## DOCUMENT SECTION
((
2018 Retail Food and Beverage Product Trends
Where What's New—Meets What's Next: Prepared Foods' Retail New Products Annual explores food and beverage trends set to impact product development in 2018
In Chinese philosophy, there’s a belief that the seemingly contrary or opposite forces of yin and yang actually complement each other and are interconnected. Similarly, you could argue that the food and beverage industry’s macro and micro trends also complement and feed on each other (pardon the play on words).
What follows are overviews for nearly 20 different retail packaged food and beverage product categories, spread across nine subject areas. Each article covers micro details of new on-trend flavors, better-for-you formulations, clean label alternatives, and meal and snack solutions.
Meanwhile, it’s important to consider the macro perspective. In this case, we turned to Mattson, which created 10 macro trend predictions for 2018 (see “newsletter” archives at Mattson.com). Four of the 10 trends involve (1) the growing industry for functional cannabis-based products, (2) indoor farming at the home and industrial levels, (3) declining per-capita alcohol consumption and (4) a new future for center store, shelf-stable foods through e-commerce.
Here are six additional Mattson summaries for both today and tomorrow.
Taking Food Personally:
Over the past decade, we’ve come to embrace the fact that the food we eat profoundly impacts our health, but this wasn’t always the case. Western medicine healthcare was reactive. Eastern medicine was holistic: taking into consideration the mind, body and spirit. Taking cues from the East, today’s personalized food and beverages allow consumers to follow unique diets more targeted than gluten-free, paleo, and vegan, each chosen for a consumer’s one-of-a-kind physiology. And, as we continue to learn about how the microbiome affects health, we predict an increasing focus on food’s impact on our emotional and mental health, as well. It’s coming: food for mood.
Meal Kit Migration:
We know consumers fundamentally want meal kits, but the original direct-to-consumer subscription model is not how they want to buy them. Too much commitment, too costly, too much solid waste and carbon footprint. Blue Apron and competitors Hello Fresh, Sun Basket, etc. need to find a way to sell their awesome offerings where consumers already shop for food. Chef’d is already selling meal kits at retail. When Albertson’s bought Plated, it was obvious that’s what they had in mind. Sure enough, they’ve launched Plated kits into grocery. We suspect others will soon show up there. Meal kits are here to stay, but how and who wins will be different than how and who built the segment.
))
## ACTIVITY
According to the food trends article, why do meal kit companies need to sell their kits where consumers already shop for food?

## Stored records
((
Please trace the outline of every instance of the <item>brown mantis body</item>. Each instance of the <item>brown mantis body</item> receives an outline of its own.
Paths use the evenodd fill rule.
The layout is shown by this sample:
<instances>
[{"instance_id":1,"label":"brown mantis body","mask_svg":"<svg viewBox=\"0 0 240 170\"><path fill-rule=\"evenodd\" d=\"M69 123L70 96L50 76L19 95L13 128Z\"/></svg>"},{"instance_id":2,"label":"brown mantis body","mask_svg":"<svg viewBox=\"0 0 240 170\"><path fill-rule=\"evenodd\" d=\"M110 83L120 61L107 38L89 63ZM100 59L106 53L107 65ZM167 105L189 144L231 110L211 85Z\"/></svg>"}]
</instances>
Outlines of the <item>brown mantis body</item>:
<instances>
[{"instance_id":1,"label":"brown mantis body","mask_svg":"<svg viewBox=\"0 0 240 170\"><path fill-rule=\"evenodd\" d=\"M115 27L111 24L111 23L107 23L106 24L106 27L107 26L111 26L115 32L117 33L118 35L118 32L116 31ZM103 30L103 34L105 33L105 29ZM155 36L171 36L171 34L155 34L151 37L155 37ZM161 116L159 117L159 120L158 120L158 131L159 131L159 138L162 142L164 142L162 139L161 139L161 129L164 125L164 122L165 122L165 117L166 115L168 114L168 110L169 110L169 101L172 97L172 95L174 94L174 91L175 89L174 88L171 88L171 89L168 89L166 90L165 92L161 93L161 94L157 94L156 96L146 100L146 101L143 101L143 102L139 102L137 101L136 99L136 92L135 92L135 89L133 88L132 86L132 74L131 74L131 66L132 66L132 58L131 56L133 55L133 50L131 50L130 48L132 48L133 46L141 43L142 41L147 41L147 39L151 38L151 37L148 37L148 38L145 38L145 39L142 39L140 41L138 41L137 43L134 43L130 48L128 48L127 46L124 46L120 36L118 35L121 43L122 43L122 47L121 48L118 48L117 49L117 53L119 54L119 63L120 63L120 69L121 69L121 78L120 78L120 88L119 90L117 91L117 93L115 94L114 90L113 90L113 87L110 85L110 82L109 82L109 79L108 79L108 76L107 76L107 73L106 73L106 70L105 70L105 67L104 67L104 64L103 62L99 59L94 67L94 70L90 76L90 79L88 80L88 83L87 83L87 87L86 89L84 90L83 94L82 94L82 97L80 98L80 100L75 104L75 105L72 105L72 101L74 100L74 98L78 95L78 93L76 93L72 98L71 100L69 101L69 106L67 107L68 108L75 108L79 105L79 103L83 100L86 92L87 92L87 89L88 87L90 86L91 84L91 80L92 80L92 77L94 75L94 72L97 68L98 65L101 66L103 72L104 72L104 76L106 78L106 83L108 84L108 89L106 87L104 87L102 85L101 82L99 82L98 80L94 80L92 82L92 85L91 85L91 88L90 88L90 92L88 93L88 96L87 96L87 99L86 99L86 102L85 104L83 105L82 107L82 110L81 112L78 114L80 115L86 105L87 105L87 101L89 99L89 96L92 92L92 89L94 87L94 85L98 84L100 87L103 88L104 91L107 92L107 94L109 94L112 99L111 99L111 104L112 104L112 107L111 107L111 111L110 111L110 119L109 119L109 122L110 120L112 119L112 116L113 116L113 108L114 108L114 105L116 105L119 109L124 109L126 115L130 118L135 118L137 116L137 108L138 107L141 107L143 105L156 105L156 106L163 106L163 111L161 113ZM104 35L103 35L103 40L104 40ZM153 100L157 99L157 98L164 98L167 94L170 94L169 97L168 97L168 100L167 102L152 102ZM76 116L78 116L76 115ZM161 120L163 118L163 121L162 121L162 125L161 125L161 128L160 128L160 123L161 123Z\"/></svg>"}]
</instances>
))
## RESULT FOR THIS TASK
Consumers want meal kits but don't want to buy them through the original direct-to-consumer subscription model. That model involves too much commitment, costs too much, and creates too much solid waste and carbon footprint.